Chairman & M.D., Bharat Pet. Corpn. Ltd. & Ors. Vs. T.K. Raju
(From the Final Judgment and Order dated 21.12.2001 of the Kerala High Court in Writ Appeal No. 794 of 2001)
(From the Final Judgment and Order dated 21.12.2001 of the Kerala High Court in Writ Appeal No. 794 of 2001)
Mr. M.N. Krishnamani, Senior Advocate, Mr. N.M. Verghese, Ms. Tessy Paul and Mr. S.R. Setia, Advocates with him for the Respondent.
Conduct, Discipline and Appeal Rules for the Management Staff of Bharat Petroleum Corporation
Rules 4 and 22 of Part II and Clauses 4, 6, 20, 22, 31 and 37 of Rule A of Part III – Government corporation – Dismissal of employee for misconduct – Scope of judicial review – Employee of BPCL taking deposits from petroleum distributors and not returning the same -Services therefore dismissed after disciplinary enquiry – On a writ Single Judge of High Court holding the punishment to be disproportionate and directing the employers to impose lesser punishment – Division Bench directing the employer to impose a penalty other than a dismissal – Whether the dismissal was disproportionate to the act of misconduct – Whether High Court justified in directing the employer to impose a punishment other than dismissal. Allowing the appeal of the corporation held that since the financial irregularities committed by the employee affected adversely the image and caused embarrassment, the punishment of dismissal cannot be considered to be disproportionate and therefore the High Court erred in giving a direction for award of a lesser punishment other than dismissal.
“No Management Staff of the Corporation shall, save in the ordinary course of business with a bank, the Life Insurance Corporation or a firm of standing, borrow money from or lend money to or otherwise place himself under pecuniary obligation to any person with whom he has or is likely to have official dealings or permit any such borrowing, lending or pecuniary obligation in his name or for his benefit or for the benefit of any member of his family.” (Para 8)
The respondent admittedly was not only charged under Clause (4) of Part III of the Rules , he was also charged for various other misconducts enumerated in different clauses of Part II thereof. The High Court, therefore, was not justified in proceeding with the matter on the premise that some of the charges against the respondent had been framed only in terms of Clause (4) of Part II of the Rules. (Para 9)

Dataset records:
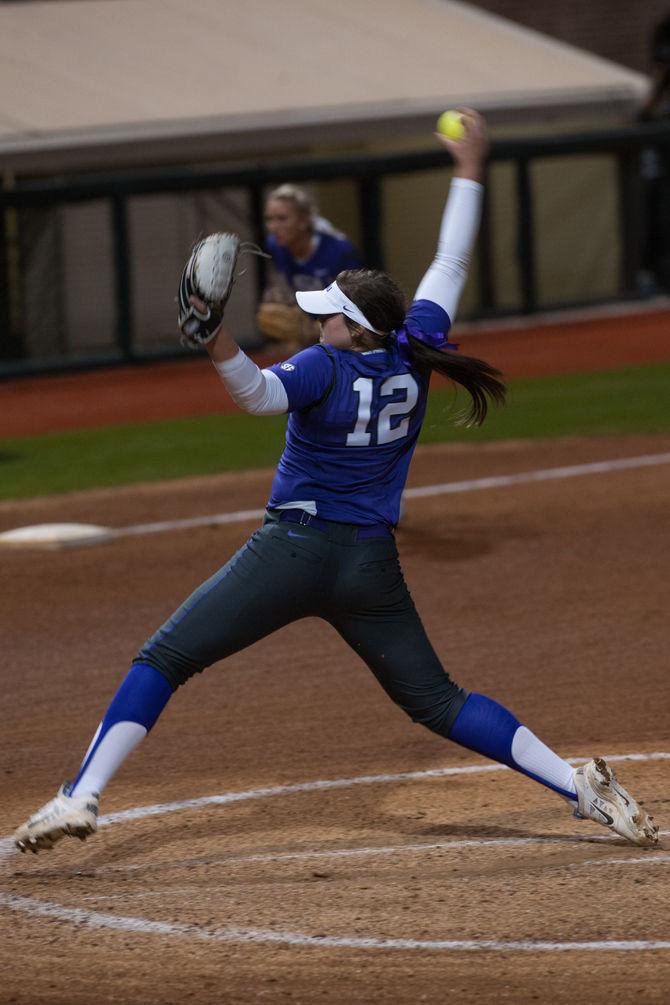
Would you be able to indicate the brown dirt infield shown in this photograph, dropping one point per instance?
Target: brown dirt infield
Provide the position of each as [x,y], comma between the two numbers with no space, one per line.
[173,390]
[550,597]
...
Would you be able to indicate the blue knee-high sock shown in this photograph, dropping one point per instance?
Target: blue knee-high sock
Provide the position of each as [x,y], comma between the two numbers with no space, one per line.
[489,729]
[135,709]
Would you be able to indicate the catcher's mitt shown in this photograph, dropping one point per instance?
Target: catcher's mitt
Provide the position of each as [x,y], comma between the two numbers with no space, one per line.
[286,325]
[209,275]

Exercise requirements:
A. Answer these questions using the case summary:
(i) Which High Court issued the judgment from which the appeal was brought?
(ii) What did the employee take from petroleum distributors and fail to return?
(iii) Who is named as the Senior Advocate for the Respondent?
B. From the case summary, extract the passage starting with "Chairman & M.D., Bharat" and going on through "for the Respondent.".

Responses per task:
A.
(i) The Kerala High Court.
(ii) Deposits.
(iii) Mr. M.N. Krishnamani.

B.
Chairman & M.D., Bharat Pet. Corpn. Ltd. & Ors. Vs. T.K. Raju
(From the Final Judgment and Order dated 21.12.2001 of the Kerala High Court in Writ Appeal No. 794 of 2001)
(From the Final Judgment and Order dated 21.12.2001 of the Kerala High Court in Writ Appeal No. 794 of 2001)
Mr. M.N. Krishnamani, Senior Advocate, Mr. N.M. Verghese, Ms. Tessy Paul and Mr. S.R. Setia, Advocates with him for the Respondent.